— rPs 11 14 2015
Archive for Tenkara Reading
“Lucky”
“Lucky” . . .

Free Parking
John Mutone loved two wheels to explore the bluffs and meadows of the Wiisahickon Valley.
(photo from Small Fry: The Lure of the Little by ron P. swegman)
Times gripped hand to hand are so deservedly storied that one just has to spill the secret into an ear, or onto a page, in order to keep the living images swimming in the full color flow of good memory.
The fish reflected silver and gold, red and black pebbled along its length: Salmo trutta; a brown trout. Why this one trout? All deserve to be celebrated more than most in this point of view. The answer may be traced to the person and place that made this fish a tale.
John, “Johnny!” is a competitive soul set at level BMX vertical drop hopper. Loud, happy, always holding a paperback in his hand. The other hand would hold up a water bottle or blunt. The guy could juggle roles and boom out in a voice matched with hardwood carpenter’s hands. He could fish, too, quick and precise casts of the fly rod.

#### [DATASET EXTRACT]
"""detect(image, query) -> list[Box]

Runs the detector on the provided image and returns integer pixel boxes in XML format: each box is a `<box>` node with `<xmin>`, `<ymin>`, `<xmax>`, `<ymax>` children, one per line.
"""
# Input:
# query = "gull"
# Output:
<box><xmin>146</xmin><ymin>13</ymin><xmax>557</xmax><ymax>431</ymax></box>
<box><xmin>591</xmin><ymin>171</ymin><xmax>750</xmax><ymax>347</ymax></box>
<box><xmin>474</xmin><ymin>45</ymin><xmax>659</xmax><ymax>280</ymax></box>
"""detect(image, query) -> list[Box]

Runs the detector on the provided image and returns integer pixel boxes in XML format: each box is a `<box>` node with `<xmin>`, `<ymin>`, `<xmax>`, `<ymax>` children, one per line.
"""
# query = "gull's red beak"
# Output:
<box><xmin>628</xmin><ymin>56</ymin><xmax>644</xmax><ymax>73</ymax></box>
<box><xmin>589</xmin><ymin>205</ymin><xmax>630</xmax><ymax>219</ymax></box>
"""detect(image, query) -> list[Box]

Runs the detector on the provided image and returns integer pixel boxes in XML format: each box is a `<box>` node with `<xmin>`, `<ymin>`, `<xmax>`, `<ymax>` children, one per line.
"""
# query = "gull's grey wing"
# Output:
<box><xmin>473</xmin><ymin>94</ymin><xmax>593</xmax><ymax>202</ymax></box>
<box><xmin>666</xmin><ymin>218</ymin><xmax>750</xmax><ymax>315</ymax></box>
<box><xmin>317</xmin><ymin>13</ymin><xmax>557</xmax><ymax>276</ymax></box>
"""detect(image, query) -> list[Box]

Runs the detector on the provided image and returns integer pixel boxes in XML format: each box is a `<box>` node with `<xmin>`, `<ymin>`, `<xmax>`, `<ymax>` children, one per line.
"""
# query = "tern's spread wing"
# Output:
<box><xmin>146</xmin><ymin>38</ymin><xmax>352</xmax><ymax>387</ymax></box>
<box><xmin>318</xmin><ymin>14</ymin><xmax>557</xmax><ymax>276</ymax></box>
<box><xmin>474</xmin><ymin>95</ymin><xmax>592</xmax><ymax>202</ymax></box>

* * *

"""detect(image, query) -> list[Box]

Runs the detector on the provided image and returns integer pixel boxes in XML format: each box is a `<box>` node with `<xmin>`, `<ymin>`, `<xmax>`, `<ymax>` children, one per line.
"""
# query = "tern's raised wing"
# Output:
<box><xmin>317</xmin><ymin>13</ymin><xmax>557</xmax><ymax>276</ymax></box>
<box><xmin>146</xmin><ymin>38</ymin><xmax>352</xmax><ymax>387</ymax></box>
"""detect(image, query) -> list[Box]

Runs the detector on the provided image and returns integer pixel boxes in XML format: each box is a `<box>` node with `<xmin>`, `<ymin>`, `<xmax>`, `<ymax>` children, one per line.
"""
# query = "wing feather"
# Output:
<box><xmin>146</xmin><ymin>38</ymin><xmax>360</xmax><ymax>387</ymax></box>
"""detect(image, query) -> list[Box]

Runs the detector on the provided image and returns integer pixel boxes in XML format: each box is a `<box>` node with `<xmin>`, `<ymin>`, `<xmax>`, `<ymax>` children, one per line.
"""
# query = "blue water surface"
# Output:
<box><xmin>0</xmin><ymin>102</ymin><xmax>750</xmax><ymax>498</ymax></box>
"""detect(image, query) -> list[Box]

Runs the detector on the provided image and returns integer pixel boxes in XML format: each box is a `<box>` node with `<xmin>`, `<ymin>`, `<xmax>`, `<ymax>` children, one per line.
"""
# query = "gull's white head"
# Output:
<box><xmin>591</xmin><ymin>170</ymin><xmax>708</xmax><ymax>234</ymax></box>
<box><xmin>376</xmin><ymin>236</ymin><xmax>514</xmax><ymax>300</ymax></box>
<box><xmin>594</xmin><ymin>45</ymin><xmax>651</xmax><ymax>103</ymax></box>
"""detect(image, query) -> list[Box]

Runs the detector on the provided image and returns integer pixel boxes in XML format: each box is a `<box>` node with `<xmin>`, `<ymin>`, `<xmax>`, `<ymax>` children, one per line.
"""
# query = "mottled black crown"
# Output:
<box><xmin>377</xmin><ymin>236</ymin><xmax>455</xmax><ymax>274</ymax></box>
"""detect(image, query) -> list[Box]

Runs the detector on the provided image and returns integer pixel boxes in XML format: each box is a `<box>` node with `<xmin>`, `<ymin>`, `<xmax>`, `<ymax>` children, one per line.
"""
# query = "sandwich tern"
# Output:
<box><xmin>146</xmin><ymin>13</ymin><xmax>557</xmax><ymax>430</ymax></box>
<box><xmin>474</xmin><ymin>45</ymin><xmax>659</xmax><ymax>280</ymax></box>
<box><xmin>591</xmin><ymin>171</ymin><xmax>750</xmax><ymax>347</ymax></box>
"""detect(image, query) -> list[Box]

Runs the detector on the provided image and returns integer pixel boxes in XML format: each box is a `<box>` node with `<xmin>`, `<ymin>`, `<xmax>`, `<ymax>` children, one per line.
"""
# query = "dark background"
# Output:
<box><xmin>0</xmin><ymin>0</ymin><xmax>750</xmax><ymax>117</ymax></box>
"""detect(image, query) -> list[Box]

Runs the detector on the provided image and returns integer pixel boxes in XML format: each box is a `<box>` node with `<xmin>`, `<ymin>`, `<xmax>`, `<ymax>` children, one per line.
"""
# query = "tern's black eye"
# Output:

#### [REQUIRED TASKS]
- a) Do the following statements agree with the fishing post? Answer yes or no for each, quoting the exact words of the post that decide it.
(i) The fish described was a brown trout.
(ii) John Mutone explored the valley's bluffs and meadows on foot.
(iii) Johnny was always holding a paperback in his hand.
- b) Retype the stretch of the fishing post from "Times gripped hand" through "the fly rod.".
The entries have no connection to the fishing post.

#### [WRITTEN RESPONSES]
- a)
(i) Yes: "Salmo trutta; a brown trout."
(ii) No: "John Mutone loved two wheels to explore the bluffs and meadows of the Wiisahickon Valley."
(iii) Yes: "always holding a paperback in his hand."

- b)
Times gripped hand to hand are so deservedly storied that one just has to spill the secret into an ear, or onto a page, in order to keep the living images swimming in the full color flow of good memory.
The fish reflected silver and gold, red and black pebbled along its length: Salmo trutta; a brown trout. Why this one trout? All deserve to be celebrated more than most in this point of view. The answer may be traced to the person and place that made this fish a tale.
John, “Johnny!” is a competitive soul set at level BMX vertical drop hopper. Loud, happy, always holding a paperback in his hand. The other hand would hold up a water bottle or blunt. The guy could juggle roles and boom out in a voice matched with hardwood carpenter’s hands. He could fish, too, quick and precise casts of the fly rod.